Ihre Aufgabe = Entscheiden Sie für jede der Aussagen (a) bis (c), ob sie mit dem Text übereinstimmt, und belegen Sie Ihr Ja oder Nein mit den ausschlaggebenden Worten des Textes als wörtlichem Zitat: (a) Die Frau wartete auf eine schicklichere Gelegenheit, sich ihm zu nahen. (b) Als sein Auge sie traf, sank sie in die Knie. (c) Sein Blick stieß sie zurück.

____ Text

Könnte der Versuch, sich ihm zu nahen und seine Aufmerksamkeit auf sich zu ziehen, nicht als Kühnheit, ja als Unehrerbietigkeit ausgelegt werden? Würde ihre Gegenwart nicht eine Beleidigung für ihn sein, wie sie es in der Tat für den Gastgeber und die Gäste war? Sollte sie nicht eine schicklichere Gelegenheit abwarten und vorerst einen Fürsprecher und Vermittler suchen? Sollte sie nicht wenigstens seine Billigung für ihr Eindringen sich sichern?

Nein, sie konnte nicht warten; sie konnte nicht überlegen Unbekümmert um den Erfolg, eilte sie zu ihrer Rettung, wie sie ihrem Verderben zugeeilt war. Ihr Elend trieb sie zu ihm. Ihr Elend war ihr Ratgeber und ihr Verteidiger. Sie hatte ihn gesehen und bei seinem Anblick hatte sie sich selbst durchschaut. Sorglos und neugierig war sie eines Tages durch die Menge gedrungen, die ihm folgte. Sein Auge hatte sie getroffen und sie war in die Knie gesunken. Dieser Blick hatte ihrer Seele das Bewusstsein ihrer Sündhaftigkeit eingebrannt. Sie war sich selbst unerträglich geworden. Was erst musste sie in seinen Augen sein. Doch dieser Blick stieß sie nicht zurück. Sie fühlte sich angetrieben — nicht etwa vor seinem Auge sich zu verbergen —, sondern zu ihm, dem Heiligsten der Heiligen, zu flüchten und sich ihm anzuvertrauen. Keine Furcht hielt sie zurück, keine Demütigung erschreckte sie; sie hatte ihn gesehen, sein Auge hatte auf ihr geruht; was war ihr nun die ganze Welt? Und er sprach zu ihr: „Deine Sünden sind dir vergeben. Dein Glaube hat dir geholfen, gehe hin in Frieden!“

Ich, ein Sünder, nahe mich jetzt dir. Oh hätte ich doch ihren Glauben, ihr Vertrauen, ihre Reue, ihre Tränen! Ich opfere dir jene Gesinnungen auf, durch welche sie vor deinen Augen Gnade fand. Gib mir Anteil an denselben, dass auch ich gereinigt von jeder Makel, in deinen Augen teuer und kostbar werde.

________
____ Bereitgestellte Angaben

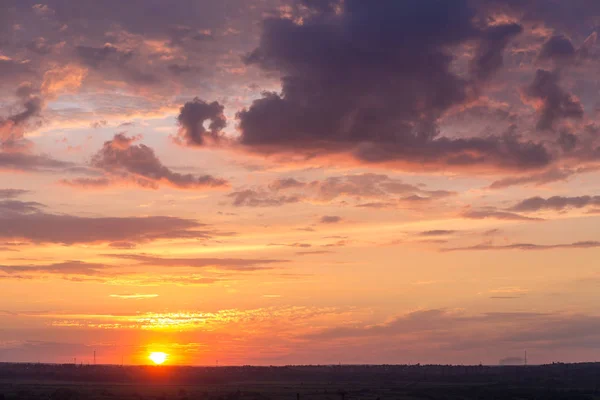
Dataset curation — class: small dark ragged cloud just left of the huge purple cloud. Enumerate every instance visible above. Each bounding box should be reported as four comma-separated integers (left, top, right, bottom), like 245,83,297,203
177,97,227,146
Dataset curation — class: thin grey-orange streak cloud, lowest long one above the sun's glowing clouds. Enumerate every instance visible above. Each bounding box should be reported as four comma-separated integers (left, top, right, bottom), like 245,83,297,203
109,254,287,271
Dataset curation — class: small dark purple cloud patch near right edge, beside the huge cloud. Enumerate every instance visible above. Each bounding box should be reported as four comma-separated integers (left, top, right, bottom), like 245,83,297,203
524,69,583,130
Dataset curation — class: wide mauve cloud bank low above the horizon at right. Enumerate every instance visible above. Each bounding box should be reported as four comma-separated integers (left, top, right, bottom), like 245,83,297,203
302,309,600,353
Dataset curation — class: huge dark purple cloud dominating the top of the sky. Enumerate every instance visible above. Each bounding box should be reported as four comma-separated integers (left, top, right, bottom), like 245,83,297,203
231,0,551,169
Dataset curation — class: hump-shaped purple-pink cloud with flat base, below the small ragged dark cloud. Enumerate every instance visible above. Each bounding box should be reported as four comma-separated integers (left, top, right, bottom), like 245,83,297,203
62,133,228,190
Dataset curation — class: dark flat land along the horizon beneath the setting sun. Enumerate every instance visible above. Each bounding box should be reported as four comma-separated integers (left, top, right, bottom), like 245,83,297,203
0,364,600,400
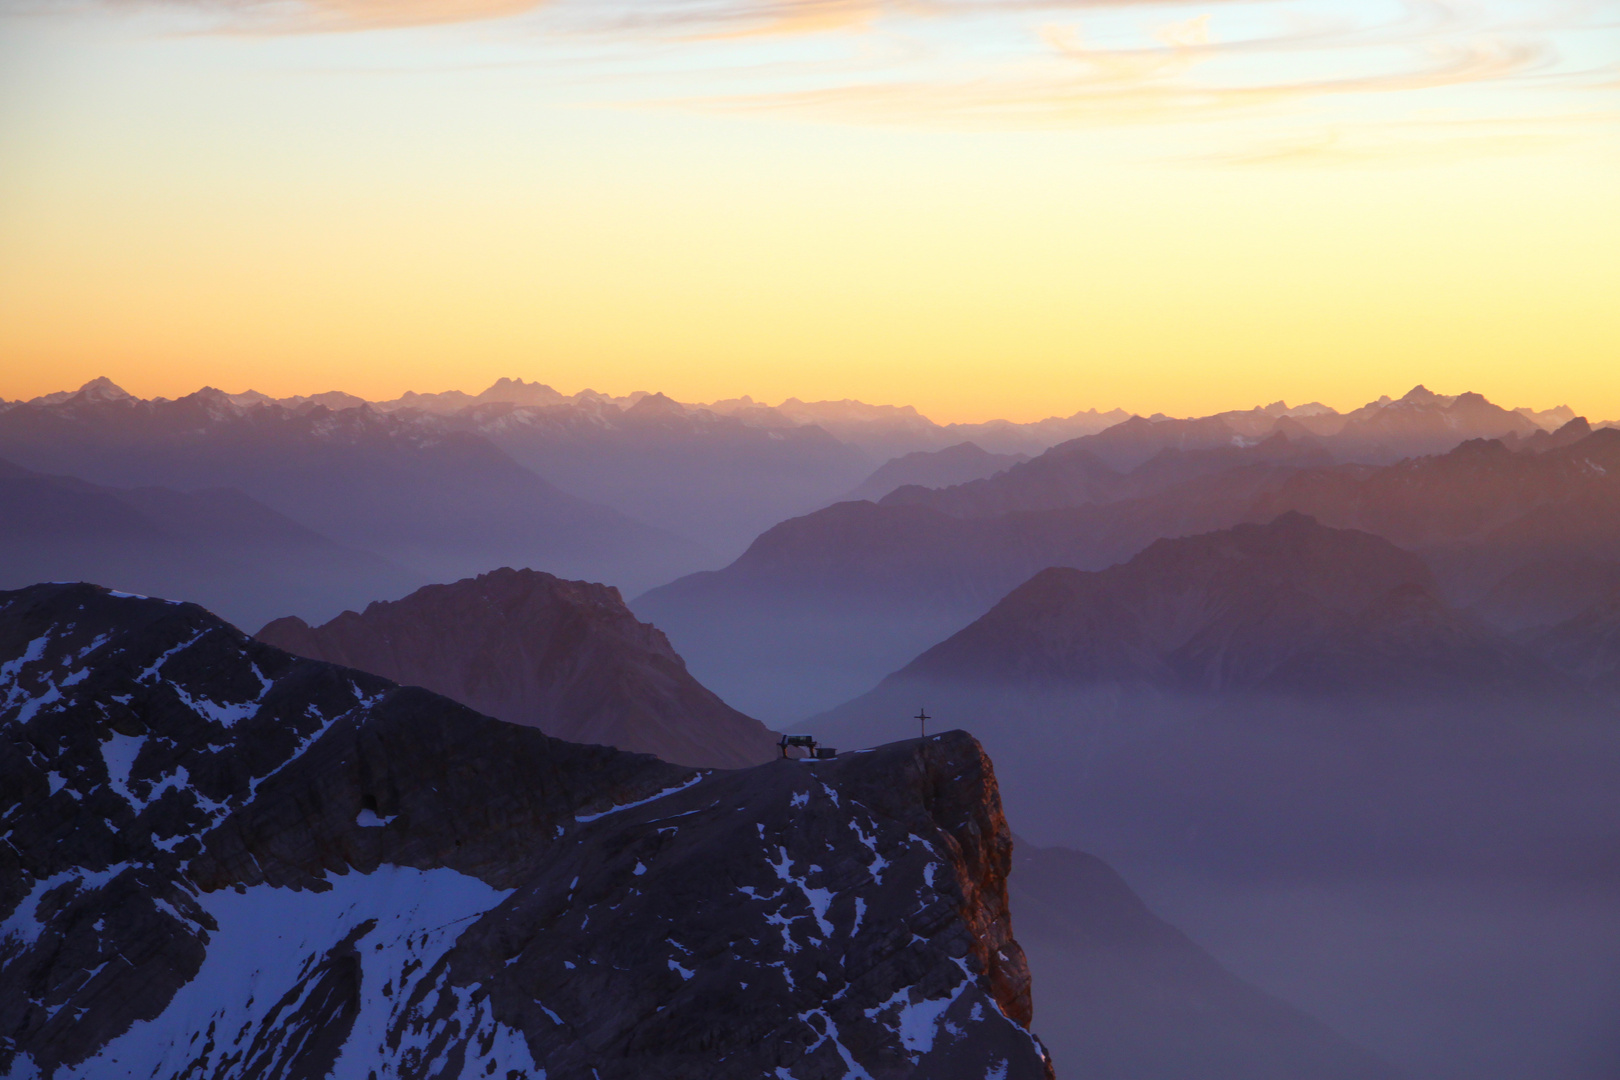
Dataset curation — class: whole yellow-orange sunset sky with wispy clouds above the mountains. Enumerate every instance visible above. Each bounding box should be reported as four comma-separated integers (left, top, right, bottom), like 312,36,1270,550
0,0,1620,421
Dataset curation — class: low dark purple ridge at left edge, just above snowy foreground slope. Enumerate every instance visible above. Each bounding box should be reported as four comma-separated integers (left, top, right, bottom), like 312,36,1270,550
0,461,413,627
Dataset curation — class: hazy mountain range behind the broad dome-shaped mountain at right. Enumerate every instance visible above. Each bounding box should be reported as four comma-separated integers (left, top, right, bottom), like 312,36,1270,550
632,401,1620,724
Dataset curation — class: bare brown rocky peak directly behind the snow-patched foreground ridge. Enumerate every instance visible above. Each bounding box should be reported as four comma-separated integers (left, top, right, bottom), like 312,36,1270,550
258,568,778,769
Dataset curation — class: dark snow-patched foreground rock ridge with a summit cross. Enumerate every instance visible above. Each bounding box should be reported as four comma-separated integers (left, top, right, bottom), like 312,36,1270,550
0,585,1051,1080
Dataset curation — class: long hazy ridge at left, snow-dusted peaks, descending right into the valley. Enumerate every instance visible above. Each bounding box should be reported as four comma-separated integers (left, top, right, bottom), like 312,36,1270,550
0,387,703,599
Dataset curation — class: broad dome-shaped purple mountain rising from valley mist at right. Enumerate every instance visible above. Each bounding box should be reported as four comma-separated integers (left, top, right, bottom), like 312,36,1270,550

________

Antwort =
(a) Nein: „Nein, sie konnte nicht warten“
(b) Ja: „Sein Auge hatte sie getroffen und sie war in die Knie gesunken.“
(c) Nein: „Doch dieser Blick stieß sie nicht zurück.“